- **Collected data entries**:
[Start of Attachment]

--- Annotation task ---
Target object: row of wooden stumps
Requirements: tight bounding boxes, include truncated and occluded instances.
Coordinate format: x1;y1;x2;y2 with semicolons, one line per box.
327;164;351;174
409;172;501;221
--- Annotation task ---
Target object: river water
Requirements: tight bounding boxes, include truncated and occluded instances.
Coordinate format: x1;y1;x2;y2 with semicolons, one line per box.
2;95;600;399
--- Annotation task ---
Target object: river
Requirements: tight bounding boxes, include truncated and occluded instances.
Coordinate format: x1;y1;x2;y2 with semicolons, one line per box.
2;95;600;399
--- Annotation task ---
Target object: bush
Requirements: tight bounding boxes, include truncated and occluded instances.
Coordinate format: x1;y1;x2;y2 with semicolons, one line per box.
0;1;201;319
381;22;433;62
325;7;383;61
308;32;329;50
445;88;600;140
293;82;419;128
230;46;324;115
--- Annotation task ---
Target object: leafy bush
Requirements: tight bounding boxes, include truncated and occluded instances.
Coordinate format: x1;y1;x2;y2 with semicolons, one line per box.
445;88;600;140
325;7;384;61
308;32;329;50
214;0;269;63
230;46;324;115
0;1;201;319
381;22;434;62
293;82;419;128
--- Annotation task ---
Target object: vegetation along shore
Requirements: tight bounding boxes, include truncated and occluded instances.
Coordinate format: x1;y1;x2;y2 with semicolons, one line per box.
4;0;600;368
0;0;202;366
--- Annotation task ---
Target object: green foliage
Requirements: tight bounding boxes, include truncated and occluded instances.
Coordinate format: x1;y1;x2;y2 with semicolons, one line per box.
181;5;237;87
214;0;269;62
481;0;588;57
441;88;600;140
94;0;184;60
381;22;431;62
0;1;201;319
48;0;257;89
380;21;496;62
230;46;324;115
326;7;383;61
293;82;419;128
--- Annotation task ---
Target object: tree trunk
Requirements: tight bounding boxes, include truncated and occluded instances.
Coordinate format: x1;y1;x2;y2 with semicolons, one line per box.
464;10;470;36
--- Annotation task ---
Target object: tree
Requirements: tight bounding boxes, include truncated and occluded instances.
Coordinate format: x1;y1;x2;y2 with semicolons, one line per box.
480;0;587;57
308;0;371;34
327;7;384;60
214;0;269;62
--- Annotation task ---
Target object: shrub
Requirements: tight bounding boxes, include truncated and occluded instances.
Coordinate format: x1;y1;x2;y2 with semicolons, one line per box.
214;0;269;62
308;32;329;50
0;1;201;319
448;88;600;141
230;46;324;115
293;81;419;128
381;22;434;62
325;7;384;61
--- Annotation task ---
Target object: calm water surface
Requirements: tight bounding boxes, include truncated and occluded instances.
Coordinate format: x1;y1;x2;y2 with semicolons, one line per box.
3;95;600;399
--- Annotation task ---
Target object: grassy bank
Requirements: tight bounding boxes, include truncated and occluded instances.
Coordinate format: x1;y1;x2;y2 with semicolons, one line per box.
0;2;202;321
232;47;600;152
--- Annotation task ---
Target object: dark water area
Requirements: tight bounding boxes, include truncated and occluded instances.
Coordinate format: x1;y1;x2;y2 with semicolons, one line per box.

[End of Attachment]

The response has to contain every record shown above, unaltered and complete.

- **YOUR RESPONSE**:
--- Annotation task ---
Target object: row of wooden stumps
Requirements: tight bounding boxes, include truncated and occluded instances.
Coordinate format: x1;y1;x2;y2 with semicolons, one line per box.
327;164;351;174
409;172;501;221
--- Annotation task ---
Target object: river water
Requirements: tight bounding boxes, include truncated and occluded instances.
Coordinate format: x1;y1;x2;y2 with semicolons, one line per box.
2;95;600;399
--- Annotation task ---
Target object: river
Requirements: tight bounding boxes, include truncated and occluded instances.
Coordinate format: x1;y1;x2;y2 with semicolons, one line per box.
2;95;600;399
--- Annotation task ---
Target object: bush
Requirements: tight bounding boxes, include truncated and occluded instances.
Coordinate format: x1;y1;x2;y2 with semicolons, one line per box.
0;1;201;319
381;22;433;62
325;7;383;61
308;32;329;50
445;88;600;140
293;82;419;128
230;46;324;115
--- Annotation task ---
Target object: leafy bush
Requirements: tight bounding boxes, include truncated and occluded instances.
Coordinate format: x1;y1;x2;y2 with semicolons, one line per box.
445;88;600;140
325;7;384;61
308;32;329;50
214;0;269;63
230;46;324;115
0;1;201;319
381;22;434;62
293;82;419;128
--- Annotation task ---
Target object: vegetation along shore
Requirements: tight bounding boxes, include truncated and occluded instances.
Coordinate format: x1;y1;x2;y2 with semicolons, one line per box.
4;0;600;368
0;0;202;366
--- Annotation task ---
Target object: green foliage
Requirements: tight bounding boxes, include truncated and occluded instances.
Coordinate format: x1;y1;x2;y2 with semicolons, one line per box.
181;5;237;87
214;0;269;62
481;0;588;57
441;88;600;140
94;0;184;60
381;22;431;62
0;1;201;319
48;0;257;89
380;21;496;62
230;46;324;115
326;7;383;61
293;82;419;128
--- Annotation task ---
Target object: tree trunk
Requirements: tight bounding boxes, include truncated and occluded instances.
Coordinate format: x1;y1;x2;y2 with semicolons, one line per box.
464;10;470;36
--- Annotation task ---
Target object: tree
Requirements: tight bounding boxes, include truncated and occluded instances.
Coordinate format: x1;y1;x2;y2 with semicolons, one line per box.
480;0;587;57
308;0;371;34
327;7;384;60
214;0;269;62
--- Annotation task ---
Target object: shrub
Requirements: tight bounding boxes, include truncated and occluded instances.
Coordinate format: x1;y1;x2;y2 with semicolons, one line per box.
214;0;269;62
308;32;329;50
0;1;201;319
448;88;600;141
230;46;324;115
293;81;419;128
381;22;434;62
325;7;384;61
--- Annotation task ---
Target object: calm water surface
Requirements: tight bounding boxes, include truncated and occluded instances.
Coordinate format: x1;y1;x2;y2 with semicolons, one line per box.
3;95;600;399
--- Annotation task ---
Target object: grassy bank
Requirements: tight bounding boxes, include truncated and occluded instances.
Coordinate format: x1;y1;x2;y2 with semicolons, one line per box.
0;2;202;321
232;47;600;152
--- Annotation task ---
Target object: dark water area
Requirements: tight bounding boxes, include truncated and occluded instances.
Coordinate format: x1;y1;x2;y2 with semicolons, one line per box.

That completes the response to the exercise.